======== EXERCISE MATERIALS ========
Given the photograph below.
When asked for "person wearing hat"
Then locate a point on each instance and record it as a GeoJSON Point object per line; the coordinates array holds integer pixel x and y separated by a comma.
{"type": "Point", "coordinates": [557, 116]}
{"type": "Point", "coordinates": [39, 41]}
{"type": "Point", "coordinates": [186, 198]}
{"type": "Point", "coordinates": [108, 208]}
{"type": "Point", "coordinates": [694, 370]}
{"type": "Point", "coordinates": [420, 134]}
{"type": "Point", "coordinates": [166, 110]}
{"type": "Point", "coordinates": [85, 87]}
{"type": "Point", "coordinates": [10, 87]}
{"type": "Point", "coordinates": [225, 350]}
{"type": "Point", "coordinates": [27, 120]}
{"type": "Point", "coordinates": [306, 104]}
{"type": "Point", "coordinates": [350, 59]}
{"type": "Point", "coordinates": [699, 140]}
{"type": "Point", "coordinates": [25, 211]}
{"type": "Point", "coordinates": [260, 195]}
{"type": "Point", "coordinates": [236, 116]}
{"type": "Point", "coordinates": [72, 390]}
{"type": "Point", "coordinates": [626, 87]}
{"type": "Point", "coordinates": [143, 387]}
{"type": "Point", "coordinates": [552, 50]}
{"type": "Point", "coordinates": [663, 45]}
========
INSTRUCTIONS TO FOLLOW: Repeat the data above, word for word.

FULL OUTPUT:
Given the photograph below.
When asked for "person wearing hat"
Then locate a point on each instance and record it as a GeoJSON Point object per line; the coordinates array holds integer pixel x and y separated by a comma.
{"type": "Point", "coordinates": [557, 116]}
{"type": "Point", "coordinates": [39, 41]}
{"type": "Point", "coordinates": [186, 198]}
{"type": "Point", "coordinates": [108, 208]}
{"type": "Point", "coordinates": [694, 370]}
{"type": "Point", "coordinates": [420, 134]}
{"type": "Point", "coordinates": [166, 110]}
{"type": "Point", "coordinates": [85, 87]}
{"type": "Point", "coordinates": [10, 87]}
{"type": "Point", "coordinates": [225, 350]}
{"type": "Point", "coordinates": [27, 120]}
{"type": "Point", "coordinates": [306, 104]}
{"type": "Point", "coordinates": [350, 59]}
{"type": "Point", "coordinates": [699, 140]}
{"type": "Point", "coordinates": [25, 211]}
{"type": "Point", "coordinates": [260, 195]}
{"type": "Point", "coordinates": [236, 116]}
{"type": "Point", "coordinates": [72, 390]}
{"type": "Point", "coordinates": [626, 87]}
{"type": "Point", "coordinates": [143, 387]}
{"type": "Point", "coordinates": [552, 50]}
{"type": "Point", "coordinates": [663, 45]}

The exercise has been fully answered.